┌─ DOCUMENT EXCERPT
The 34th Annual Service of Remembrance and Thanksgiving, honouring organ donors and their families, was attended by a congregation of close to 2,000 when it was held on Saturday last in Corpus Christi Church, Dublin 9.

Taking part in the Ecumenical Service were courageous families of deceased organ donors and living donors and grateful transplant recipients of heart, lungs, liver, kidney, pancreas and bone marrow.  Also attending the Service were members of the wider organ donation and transplant community, including donor and transplant coordinators and medical, surgical and nursing staff.

Twins, Lauren & Olivia Mahon (8) whose grandmother was a donor, with their mother, Jennifer from Ranelagh

This symbolic Service is a mixture of sadness and joy for the families of organ donors and transplant recipients alike.  For many donor families this unique Service has become an anniversary to both remember their loved ones, and for transplant recipients, the opportunity to honour and give thanks for the wonderful ‘gift of life’ they have received.

Martina (left) & Denis Goggin with Siobhan Brosnan and Bernie Nohilly, both Transplant Nurse Managers with the ODTI

This annual Ecumenical Service is organised by the Irish Kidney Association, and this year’s service  was led by Monsignor Martin O'Shea, Parish Priest of Corpus Christi Church, Archdeacon Gordon Linney, retired Archdeacon of the Church of Ireland, Dublin and Rector of St Paul's Glenageary, Reverend William Black, retired Rector of the Parish of Drumcondra, North Strand and St. Barnabas and Reverend Alan Boal, Minister at the Abbey Presbyterian Church in North inner city Dublin. All Clergy have faithfully participated in this unique Service for many years.

The concept for the Service evolved from a grieving organ donor mother who contacted the Association explaining her distress and sadness that her son’s organ donation had never been acknowledged. At the time there was no system in place at the Old Jervis Street Hospital to acknowledge and thank organ donors and their families.  In consultation with the then newly appointed National Transplant Co-ordinator, Phyllis Cunningham, it was decided that a Service be held to publicly acknowledge and recognise the courageous generosity of organ donors and their families. The inaugural Service, in 1986, had an attendance of 300 people in St Mary’s, Haddington Road, Ballsbridge which was the Association’s current Parish Church. Since then, the numbers have increased annually with an attendance close to 2000 people now attending from all over Ireland.
└─
┌─ PROVIDED RECORDS
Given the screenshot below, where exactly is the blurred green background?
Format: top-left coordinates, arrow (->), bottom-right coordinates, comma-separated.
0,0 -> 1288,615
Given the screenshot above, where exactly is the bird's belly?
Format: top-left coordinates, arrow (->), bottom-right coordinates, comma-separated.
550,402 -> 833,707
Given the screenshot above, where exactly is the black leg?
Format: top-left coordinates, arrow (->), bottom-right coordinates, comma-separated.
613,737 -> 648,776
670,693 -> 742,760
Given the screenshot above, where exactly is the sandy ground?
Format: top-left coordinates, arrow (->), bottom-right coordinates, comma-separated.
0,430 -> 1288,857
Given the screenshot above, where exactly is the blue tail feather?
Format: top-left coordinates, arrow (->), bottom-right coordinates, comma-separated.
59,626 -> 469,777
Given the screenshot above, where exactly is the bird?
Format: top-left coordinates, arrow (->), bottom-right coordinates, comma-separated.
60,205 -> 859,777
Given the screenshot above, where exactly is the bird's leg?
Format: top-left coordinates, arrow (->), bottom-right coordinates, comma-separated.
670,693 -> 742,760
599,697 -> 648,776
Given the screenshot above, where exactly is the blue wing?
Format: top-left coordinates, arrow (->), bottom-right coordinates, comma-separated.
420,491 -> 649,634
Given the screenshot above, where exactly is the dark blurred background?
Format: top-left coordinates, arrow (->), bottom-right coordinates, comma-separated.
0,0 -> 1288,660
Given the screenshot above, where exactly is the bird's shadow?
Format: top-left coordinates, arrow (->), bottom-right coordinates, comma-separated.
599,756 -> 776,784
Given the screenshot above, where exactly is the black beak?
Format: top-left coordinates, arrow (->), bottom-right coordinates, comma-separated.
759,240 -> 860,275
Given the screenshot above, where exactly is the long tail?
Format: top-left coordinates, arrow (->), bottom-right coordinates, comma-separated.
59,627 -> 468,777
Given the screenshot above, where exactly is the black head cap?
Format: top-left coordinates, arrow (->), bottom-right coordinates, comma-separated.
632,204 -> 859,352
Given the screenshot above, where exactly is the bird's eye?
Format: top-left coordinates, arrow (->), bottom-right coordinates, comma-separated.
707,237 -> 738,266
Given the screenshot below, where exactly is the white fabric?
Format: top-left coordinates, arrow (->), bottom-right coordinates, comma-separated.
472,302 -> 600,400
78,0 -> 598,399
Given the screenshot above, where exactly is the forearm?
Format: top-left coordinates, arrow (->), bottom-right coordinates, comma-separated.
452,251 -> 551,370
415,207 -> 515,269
└─
TASK PROMPT :: According to the document excerpt, in which church was the inaugural Service held in 1986?

RESPONSE TO THE EXERCISE :: St Mary's, Haddington Road, Ballsbridge.